— Data supplied —

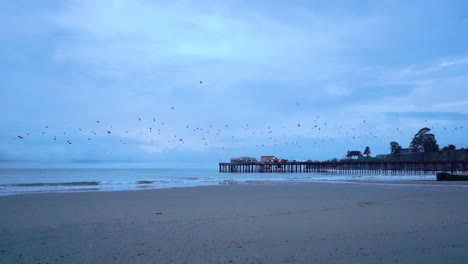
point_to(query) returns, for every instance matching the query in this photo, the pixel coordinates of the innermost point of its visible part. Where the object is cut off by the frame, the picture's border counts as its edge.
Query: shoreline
(141, 187)
(264, 223)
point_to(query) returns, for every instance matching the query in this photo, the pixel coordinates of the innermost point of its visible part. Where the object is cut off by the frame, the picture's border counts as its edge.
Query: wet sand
(288, 223)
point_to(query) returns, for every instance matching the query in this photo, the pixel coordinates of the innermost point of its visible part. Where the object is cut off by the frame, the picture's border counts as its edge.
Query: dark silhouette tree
(367, 151)
(424, 141)
(354, 154)
(395, 148)
(449, 147)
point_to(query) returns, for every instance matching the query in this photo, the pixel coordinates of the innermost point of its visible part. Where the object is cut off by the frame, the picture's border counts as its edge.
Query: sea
(25, 181)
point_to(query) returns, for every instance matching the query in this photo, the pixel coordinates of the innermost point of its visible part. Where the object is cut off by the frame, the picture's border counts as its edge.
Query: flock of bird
(152, 132)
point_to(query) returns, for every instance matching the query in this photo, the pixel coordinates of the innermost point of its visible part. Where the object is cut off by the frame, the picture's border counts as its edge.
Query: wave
(41, 184)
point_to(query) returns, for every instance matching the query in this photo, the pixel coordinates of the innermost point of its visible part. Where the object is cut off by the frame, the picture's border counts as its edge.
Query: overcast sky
(298, 79)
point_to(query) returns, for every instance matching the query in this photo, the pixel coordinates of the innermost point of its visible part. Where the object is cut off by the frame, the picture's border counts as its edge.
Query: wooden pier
(348, 167)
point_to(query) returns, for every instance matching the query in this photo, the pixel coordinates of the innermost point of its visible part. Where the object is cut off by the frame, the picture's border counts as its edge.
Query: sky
(87, 83)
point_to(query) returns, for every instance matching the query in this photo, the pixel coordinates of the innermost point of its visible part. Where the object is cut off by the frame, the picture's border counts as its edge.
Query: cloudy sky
(192, 83)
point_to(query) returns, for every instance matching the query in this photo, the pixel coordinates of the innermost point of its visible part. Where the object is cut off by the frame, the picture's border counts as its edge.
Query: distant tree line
(423, 141)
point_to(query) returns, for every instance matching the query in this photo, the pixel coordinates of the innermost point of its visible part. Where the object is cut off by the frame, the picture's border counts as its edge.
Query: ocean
(23, 181)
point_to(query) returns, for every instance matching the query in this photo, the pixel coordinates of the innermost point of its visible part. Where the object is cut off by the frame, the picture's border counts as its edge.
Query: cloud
(452, 116)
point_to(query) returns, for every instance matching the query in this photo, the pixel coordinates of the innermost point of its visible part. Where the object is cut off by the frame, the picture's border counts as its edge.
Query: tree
(449, 148)
(354, 154)
(395, 148)
(424, 141)
(367, 151)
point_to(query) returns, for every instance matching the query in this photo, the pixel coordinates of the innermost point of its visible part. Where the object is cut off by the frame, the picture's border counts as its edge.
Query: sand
(288, 223)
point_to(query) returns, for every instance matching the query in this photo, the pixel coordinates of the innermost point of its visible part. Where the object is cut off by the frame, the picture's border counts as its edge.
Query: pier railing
(348, 167)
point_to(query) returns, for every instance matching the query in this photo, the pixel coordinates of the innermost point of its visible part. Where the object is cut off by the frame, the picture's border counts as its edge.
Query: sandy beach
(283, 223)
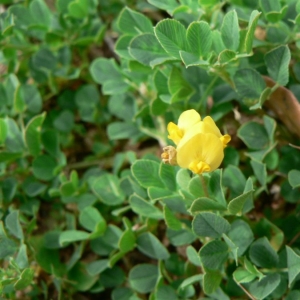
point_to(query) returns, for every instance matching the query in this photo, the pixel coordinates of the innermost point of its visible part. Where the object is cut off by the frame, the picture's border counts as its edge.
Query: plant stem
(245, 291)
(207, 91)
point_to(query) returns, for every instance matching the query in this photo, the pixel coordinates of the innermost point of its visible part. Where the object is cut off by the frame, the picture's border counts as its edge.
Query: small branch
(294, 146)
(245, 291)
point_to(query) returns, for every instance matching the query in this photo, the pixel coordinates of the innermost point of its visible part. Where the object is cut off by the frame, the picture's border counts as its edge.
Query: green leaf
(250, 32)
(294, 178)
(122, 45)
(293, 264)
(144, 208)
(40, 12)
(260, 289)
(107, 189)
(233, 248)
(208, 224)
(211, 281)
(12, 223)
(70, 236)
(215, 187)
(91, 219)
(127, 241)
(121, 130)
(168, 5)
(97, 266)
(3, 131)
(193, 256)
(165, 292)
(171, 220)
(236, 206)
(179, 88)
(43, 167)
(277, 62)
(167, 176)
(249, 84)
(147, 50)
(132, 22)
(199, 38)
(208, 3)
(105, 244)
(260, 171)
(172, 36)
(146, 172)
(32, 98)
(190, 59)
(241, 275)
(226, 56)
(33, 134)
(241, 235)
(235, 180)
(50, 140)
(150, 245)
(143, 277)
(19, 103)
(230, 31)
(269, 5)
(262, 254)
(78, 9)
(22, 258)
(214, 254)
(25, 279)
(107, 73)
(14, 139)
(254, 135)
(64, 121)
(180, 237)
(206, 204)
(80, 279)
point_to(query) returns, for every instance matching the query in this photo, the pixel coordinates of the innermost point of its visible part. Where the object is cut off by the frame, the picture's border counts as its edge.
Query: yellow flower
(186, 120)
(200, 144)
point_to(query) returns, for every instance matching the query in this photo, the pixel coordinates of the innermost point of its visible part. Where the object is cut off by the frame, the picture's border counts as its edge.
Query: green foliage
(88, 209)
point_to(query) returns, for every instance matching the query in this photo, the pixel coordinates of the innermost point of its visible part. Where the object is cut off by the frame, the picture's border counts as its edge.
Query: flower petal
(188, 118)
(225, 139)
(211, 126)
(175, 134)
(202, 147)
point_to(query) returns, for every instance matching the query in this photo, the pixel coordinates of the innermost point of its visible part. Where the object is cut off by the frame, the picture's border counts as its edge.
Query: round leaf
(210, 225)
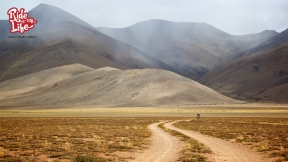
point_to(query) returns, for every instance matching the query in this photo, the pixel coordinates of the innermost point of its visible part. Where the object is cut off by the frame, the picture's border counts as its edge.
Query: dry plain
(123, 134)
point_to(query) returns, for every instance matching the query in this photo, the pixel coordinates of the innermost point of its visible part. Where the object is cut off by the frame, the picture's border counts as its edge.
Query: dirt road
(165, 147)
(222, 150)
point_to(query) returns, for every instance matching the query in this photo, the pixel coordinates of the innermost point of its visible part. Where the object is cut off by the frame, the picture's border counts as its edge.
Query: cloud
(234, 17)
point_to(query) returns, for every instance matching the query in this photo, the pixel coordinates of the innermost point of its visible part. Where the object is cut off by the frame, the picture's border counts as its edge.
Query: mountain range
(151, 63)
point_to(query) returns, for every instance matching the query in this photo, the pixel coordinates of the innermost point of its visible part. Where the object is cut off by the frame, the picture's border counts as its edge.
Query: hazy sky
(232, 16)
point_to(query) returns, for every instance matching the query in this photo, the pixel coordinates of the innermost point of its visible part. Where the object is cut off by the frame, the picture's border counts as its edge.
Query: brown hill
(76, 85)
(68, 43)
(192, 48)
(260, 73)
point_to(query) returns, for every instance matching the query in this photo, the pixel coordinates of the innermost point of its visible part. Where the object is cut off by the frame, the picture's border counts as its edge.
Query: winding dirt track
(222, 150)
(165, 147)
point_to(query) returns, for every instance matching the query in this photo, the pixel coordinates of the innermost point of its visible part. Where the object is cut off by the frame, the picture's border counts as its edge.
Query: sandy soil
(222, 150)
(165, 147)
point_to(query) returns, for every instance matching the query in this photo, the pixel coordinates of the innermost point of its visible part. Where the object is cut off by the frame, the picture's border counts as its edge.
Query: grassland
(193, 150)
(65, 139)
(267, 135)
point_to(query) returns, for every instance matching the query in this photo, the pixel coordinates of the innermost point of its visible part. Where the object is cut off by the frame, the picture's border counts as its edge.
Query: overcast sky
(232, 16)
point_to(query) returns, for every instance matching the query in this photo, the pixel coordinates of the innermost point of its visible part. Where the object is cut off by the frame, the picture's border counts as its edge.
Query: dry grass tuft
(43, 139)
(193, 150)
(267, 135)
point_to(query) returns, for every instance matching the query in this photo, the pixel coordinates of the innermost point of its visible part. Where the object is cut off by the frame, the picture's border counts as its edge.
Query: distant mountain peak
(47, 14)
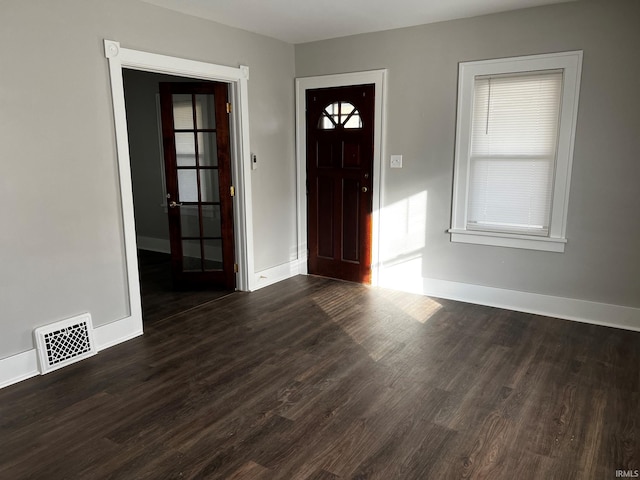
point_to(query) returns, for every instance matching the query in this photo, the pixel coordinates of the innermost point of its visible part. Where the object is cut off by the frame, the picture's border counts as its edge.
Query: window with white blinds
(514, 146)
(513, 149)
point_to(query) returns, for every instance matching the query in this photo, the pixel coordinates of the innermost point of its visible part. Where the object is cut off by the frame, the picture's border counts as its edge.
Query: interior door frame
(378, 78)
(237, 79)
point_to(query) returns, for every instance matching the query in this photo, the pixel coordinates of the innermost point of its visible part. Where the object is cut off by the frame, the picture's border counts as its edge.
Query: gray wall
(144, 150)
(602, 258)
(61, 240)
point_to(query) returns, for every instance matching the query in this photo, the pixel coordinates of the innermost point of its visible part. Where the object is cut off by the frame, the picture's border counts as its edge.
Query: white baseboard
(24, 365)
(276, 274)
(18, 367)
(585, 311)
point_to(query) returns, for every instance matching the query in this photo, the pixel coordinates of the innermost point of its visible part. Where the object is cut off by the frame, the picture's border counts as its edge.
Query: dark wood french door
(195, 131)
(340, 123)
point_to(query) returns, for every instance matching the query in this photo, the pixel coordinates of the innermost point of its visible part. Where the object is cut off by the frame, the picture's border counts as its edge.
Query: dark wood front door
(195, 131)
(339, 177)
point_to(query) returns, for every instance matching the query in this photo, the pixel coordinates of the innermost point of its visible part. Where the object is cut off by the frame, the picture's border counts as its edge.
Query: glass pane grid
(340, 113)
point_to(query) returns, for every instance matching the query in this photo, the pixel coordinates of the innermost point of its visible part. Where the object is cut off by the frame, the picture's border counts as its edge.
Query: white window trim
(571, 64)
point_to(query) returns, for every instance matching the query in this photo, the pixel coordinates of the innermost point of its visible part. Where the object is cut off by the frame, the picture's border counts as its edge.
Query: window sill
(528, 242)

— Your task —
Extract every line of the items above that contains the word "tree". Case matters, so only an exact match in capitalization counts.

— Written solution —
Query: dark silhouette tree
Query: distant tree line
Query: tree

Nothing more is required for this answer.